- **WHAT IS EXPECTED**: All lines from the one with "For each instance of the overcast" through the close of the records below are to be set down exactly, and no others.

*** Begin section ***

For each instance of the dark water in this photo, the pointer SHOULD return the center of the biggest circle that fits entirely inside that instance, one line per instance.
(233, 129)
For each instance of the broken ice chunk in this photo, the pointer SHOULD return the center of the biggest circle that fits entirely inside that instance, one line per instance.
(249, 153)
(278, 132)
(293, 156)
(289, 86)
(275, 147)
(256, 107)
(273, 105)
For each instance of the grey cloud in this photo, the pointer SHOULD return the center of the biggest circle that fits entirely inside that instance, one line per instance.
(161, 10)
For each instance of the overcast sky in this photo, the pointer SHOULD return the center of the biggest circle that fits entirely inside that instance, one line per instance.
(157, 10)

*** End section ***

- **RESPONSE BELOW**:
For each instance of the overcast sky in this photo, the pointer SHOULD return the center of the biggest circle that fits entirely inside that instance, one line per instance.
(157, 10)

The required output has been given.